=== PROVIDED TEXT ===
# D17 Re~occupy Nyc



## wildboy860 (Dec 13, 2011)

Saturday, December 17, 2011
_Time_
12:00pm until 11:30pm

_Where_ 
Duarte Square
_Description_ 
RE-OCCUPY 12.17.11

SATURDAY, DECEMBER 17th at 12PM
DUARTE SQ. PARK, 6th AVE & CANAL
PROTECT & CELEBRATE THE OCCUPY MOVEMENT
 

Join artists, musicians, and local community members for an
all-day performance event in support of Occupy Wall Street’s
re-occupation of space in downtown Manhattan.

FREEDOM OF EXPRESSION and right to assemble are sacred human freedoms. Occupy Wall Street has renewed a sense of hope, revived a belief in community and awakened a revolutionary spirit too long silenced. To Occupy is to embody the spirit of liberation that we wish to manifest in our society.

On Saturday, December 17th – the 3 month anniversary of Occupy Wall Street, the birthday of Bradley Manning, and the 1 year anniversary of the self-immolation of Mohamed Bouazizi – the act that sparked the Arab Spring – Occupy Wall Street will liberate another space.

=== STATED GOAL 1 ===
According to the event post, at which intersection is Duarte Square Park located?

=== RECORDS FOR THIS EXERCISE ===
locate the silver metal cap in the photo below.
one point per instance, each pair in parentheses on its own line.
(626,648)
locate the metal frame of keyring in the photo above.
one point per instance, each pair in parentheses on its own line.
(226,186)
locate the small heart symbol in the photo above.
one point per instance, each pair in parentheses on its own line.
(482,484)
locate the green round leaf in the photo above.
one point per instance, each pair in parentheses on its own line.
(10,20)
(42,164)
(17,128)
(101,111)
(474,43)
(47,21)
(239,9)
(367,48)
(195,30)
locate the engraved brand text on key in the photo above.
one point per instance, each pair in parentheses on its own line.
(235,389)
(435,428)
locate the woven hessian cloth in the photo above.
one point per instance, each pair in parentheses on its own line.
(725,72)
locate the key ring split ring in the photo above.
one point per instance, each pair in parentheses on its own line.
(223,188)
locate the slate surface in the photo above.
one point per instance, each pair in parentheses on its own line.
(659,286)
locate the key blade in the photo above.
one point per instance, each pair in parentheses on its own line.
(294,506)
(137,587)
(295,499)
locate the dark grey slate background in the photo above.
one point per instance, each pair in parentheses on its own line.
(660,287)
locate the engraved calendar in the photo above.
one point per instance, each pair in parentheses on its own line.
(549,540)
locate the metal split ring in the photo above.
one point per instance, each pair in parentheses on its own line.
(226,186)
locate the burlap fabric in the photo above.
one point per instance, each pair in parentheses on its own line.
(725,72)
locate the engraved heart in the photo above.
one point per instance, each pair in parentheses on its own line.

=== STATED GOAL 2 ===
Arrange the lines of the records, from the line containing "locate the metal split" through the last line of the records, inclusive, as a numbered list, omitting any blank lines.

=== TASK OUTPUT 1 ===
6th Ave & Canal.

=== TASK OUTPUT 2 ===
1. locate the metal split ring in the photo above.
2. one point per instance, each pair in parentheses on its own line.
3. (226,186)
4. locate the burlap fabric in the photo above.
5. one point per instance, each pair in parentheses on its own line.
6. (725,72)
7. locate the engraved heart in the photo above.
8. one point per instance, each pair in parentheses on its own line.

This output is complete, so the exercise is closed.